The Background

In the last few weeks, Caicai and me are working on the product, Haye AI, which is an in-context AI assistant.

We dedicated our part time to this product, and we are following the fancy ideas and state-of-the-art technologies to make it better.

And days ago, Meta released llama 3, which really changed something.

The New Open Source Model: LLaMA 3

LLaMA 3 is really impressive in various of aspects:

  • it supports responding in multiple languages, like Chinese. (But sometime it would respond in Pinyin, and some single words are still left in English.)
  • the overall performance is much better than LLaMA 2, closing to GPT 4
  • some online API provider provides llama 3 in extremely low cost, and fast response speed, which makes llama 3 become the most cost-effective AI model right now.

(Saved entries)
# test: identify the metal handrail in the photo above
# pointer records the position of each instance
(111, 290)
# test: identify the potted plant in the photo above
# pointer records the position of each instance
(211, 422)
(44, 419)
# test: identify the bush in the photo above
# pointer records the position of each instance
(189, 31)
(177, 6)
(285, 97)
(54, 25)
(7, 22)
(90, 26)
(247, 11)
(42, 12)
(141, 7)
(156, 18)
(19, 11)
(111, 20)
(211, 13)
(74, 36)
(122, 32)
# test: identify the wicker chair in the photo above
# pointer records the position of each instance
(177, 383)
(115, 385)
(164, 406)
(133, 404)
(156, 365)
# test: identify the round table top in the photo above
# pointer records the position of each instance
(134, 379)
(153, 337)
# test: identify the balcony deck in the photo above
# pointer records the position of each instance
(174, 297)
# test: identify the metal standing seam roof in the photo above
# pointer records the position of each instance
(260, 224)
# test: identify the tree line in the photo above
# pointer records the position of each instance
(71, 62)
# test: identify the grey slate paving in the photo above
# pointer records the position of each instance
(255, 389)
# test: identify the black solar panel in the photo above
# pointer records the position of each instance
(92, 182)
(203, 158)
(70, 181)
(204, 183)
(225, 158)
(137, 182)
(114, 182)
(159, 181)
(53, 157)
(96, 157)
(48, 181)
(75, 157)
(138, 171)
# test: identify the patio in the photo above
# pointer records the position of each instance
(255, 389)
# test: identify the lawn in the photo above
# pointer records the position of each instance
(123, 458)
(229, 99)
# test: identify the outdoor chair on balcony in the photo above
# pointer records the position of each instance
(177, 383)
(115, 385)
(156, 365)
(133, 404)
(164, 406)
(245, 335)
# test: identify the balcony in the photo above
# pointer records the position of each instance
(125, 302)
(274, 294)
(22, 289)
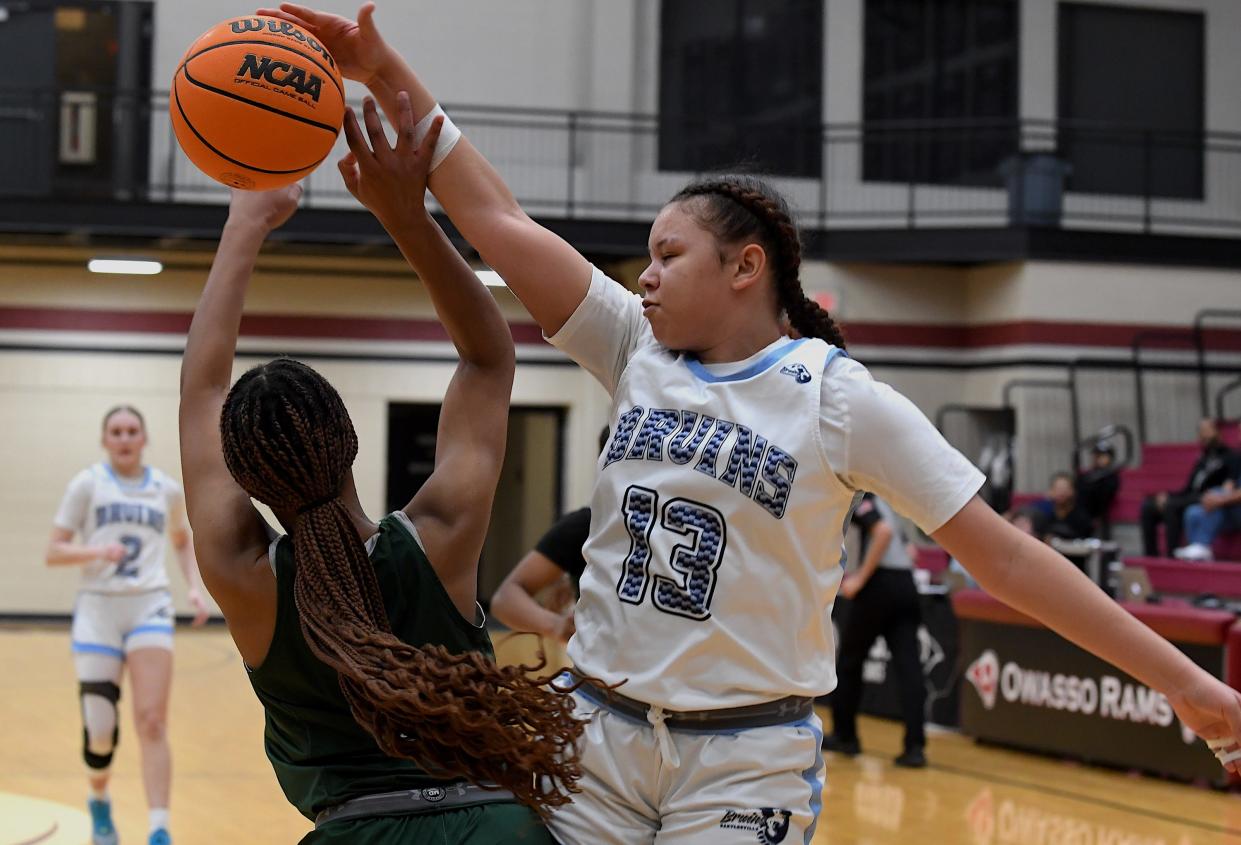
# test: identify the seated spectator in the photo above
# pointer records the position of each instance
(1097, 487)
(1216, 513)
(1169, 508)
(1061, 515)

◆ **DIRECTIONS FOR THIS TASK**
Answer from the LLaMA 3 passage:
(a) What kind of product is Haye AI?
(b) Which company released LLaMA 3?
(c) Which language is named as an example of LLaMA 3 responding in multiple languages?
Rely solely on the LLaMA 3 passage, not on the entries.

◆ **FINISHED TASK**
(a) An in-context AI assistant.
(b) Meta.
(c) Chinese.